• _YOUR TASK_
In the text on interpretability of language models below, list every word or phrase that appears inside quotation marks.

• _EXTRACT_
....
Mechanisics Interpretability of LLMs

Extracting model features

Extract model features using Sparse Autoencoder. These extracted features often map to higher-level concepts, such as “sentiment” or “grammar”.

Can increase or decrease the activation of these features to see how they affect model behavior.

Q: Can we extract the “cognitive core” as described by Karpathy using SAE?

The final embedding vector (last row) has to matmul with the unembedding matrix to decode into logits, then into softmax to become a probability distribution over the vocabulary.

You can extract model features by following the last row of the input through the attention block + add-norm + MLP block + add-norm and matmul that with the unembedding matrix and softmax to get the “activation map” after each layer. Map that back to the vocabulary space to see what tokens are being activated at each layer. This tells us at exactly which layer does certain words get introduced -> which layer contains which high-level concept.

Residual stream: the resulting matrix after each add-norm block.

For example, clamping the “suspicion” layer in Gemma-2B causes tokens like “scam” to go up in probability, and vice versa.

Polysemanticity

However, finding which tokens in an example dataset that maximizes suspicion lead to totally unrelated tokens. This phenomenon of single neuron mapping to multiple unrelated concepts is called polysemanticity.

Polysemanticity

Observed across a broad range of models and happens much more frequently to language models than vision models.

One possible explanation is the superposition hypothesis (Chris Olah, 2022):

Language models want to represent more concepts than they have neurons

So they “superimpose” multiple concepts into a single neuron to save space. As such, one concept maps to many neurons spread across the network.
....
• _Excerpts from a dataset_
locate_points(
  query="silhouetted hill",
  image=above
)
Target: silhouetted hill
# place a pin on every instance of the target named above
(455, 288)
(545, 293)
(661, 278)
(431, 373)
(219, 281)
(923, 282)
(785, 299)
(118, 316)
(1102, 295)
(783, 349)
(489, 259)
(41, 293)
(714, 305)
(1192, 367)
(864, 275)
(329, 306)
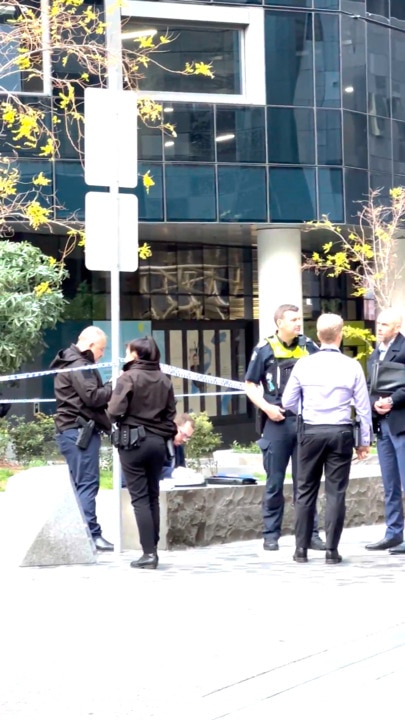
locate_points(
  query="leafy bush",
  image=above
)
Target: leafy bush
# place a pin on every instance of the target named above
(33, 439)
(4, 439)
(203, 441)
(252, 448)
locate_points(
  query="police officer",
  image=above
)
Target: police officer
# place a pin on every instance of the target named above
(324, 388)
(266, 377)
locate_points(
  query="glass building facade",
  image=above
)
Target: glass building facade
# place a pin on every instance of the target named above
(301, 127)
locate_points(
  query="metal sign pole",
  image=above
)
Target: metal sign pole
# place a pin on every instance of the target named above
....
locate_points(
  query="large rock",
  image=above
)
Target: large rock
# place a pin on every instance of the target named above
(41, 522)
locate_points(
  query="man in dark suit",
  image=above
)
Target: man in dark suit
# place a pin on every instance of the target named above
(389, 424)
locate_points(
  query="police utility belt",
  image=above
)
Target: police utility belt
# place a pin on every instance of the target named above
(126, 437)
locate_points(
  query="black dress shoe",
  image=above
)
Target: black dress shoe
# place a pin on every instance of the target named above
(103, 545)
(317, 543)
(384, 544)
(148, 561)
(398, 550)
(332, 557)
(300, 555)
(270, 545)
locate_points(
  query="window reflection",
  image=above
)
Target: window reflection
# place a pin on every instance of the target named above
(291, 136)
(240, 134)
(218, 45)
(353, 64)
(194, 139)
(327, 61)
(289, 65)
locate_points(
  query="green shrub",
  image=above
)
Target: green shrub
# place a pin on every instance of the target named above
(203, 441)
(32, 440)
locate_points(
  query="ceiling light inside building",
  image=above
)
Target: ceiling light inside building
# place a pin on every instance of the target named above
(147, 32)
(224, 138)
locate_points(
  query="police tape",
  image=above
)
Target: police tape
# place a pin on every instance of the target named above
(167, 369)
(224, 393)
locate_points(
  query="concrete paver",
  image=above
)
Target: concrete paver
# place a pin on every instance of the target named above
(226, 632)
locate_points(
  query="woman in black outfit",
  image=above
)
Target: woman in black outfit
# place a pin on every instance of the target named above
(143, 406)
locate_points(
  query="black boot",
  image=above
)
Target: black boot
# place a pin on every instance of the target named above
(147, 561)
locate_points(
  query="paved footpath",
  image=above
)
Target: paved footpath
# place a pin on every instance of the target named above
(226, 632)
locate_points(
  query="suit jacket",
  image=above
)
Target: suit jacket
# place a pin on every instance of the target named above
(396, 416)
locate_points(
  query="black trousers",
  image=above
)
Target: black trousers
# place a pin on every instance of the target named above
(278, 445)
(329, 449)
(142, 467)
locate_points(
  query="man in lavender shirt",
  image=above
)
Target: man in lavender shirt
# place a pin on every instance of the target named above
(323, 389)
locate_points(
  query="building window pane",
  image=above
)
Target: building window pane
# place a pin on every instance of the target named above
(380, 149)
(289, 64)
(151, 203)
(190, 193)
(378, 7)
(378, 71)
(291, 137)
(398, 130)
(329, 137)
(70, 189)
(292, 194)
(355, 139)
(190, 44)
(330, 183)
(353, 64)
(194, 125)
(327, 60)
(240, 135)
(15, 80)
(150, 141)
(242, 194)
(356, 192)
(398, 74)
....
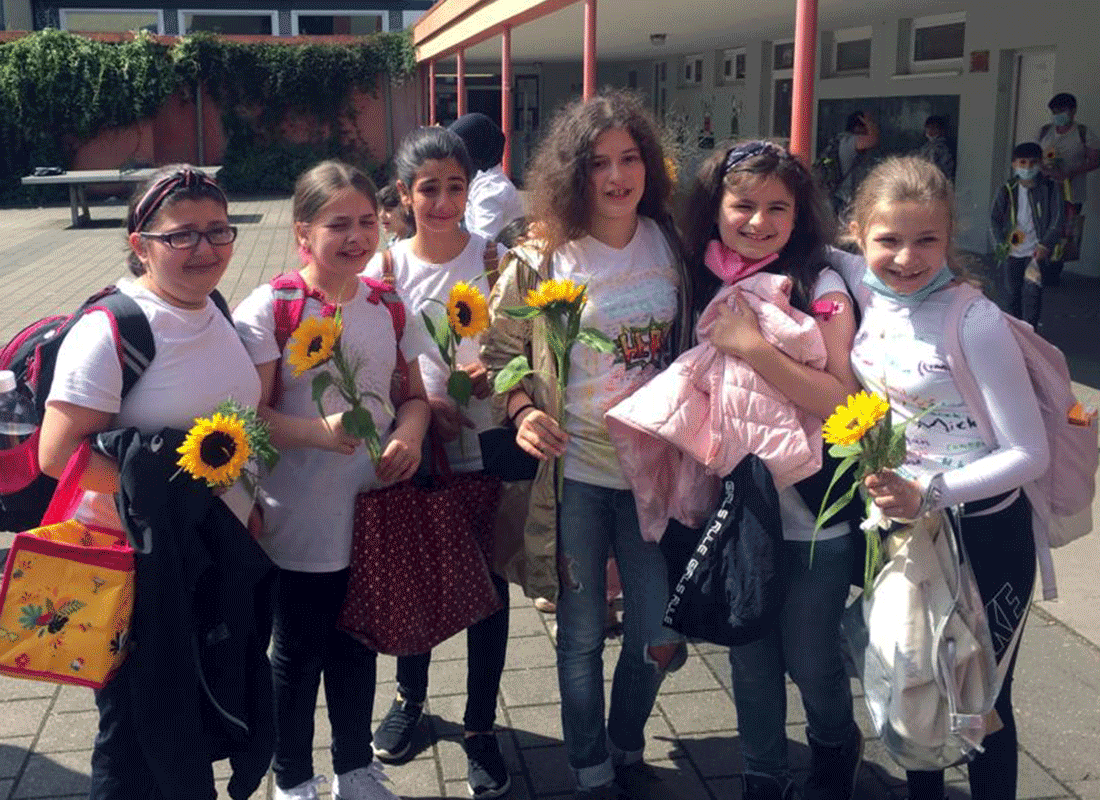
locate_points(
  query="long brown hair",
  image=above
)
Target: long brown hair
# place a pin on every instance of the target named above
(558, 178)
....
• _OUTPUT FOR THIS EXERCISE_
“sentiment”, “grammar”, “cognitive core”, “activation map”, “suspicion”, “scam”, “superimpose”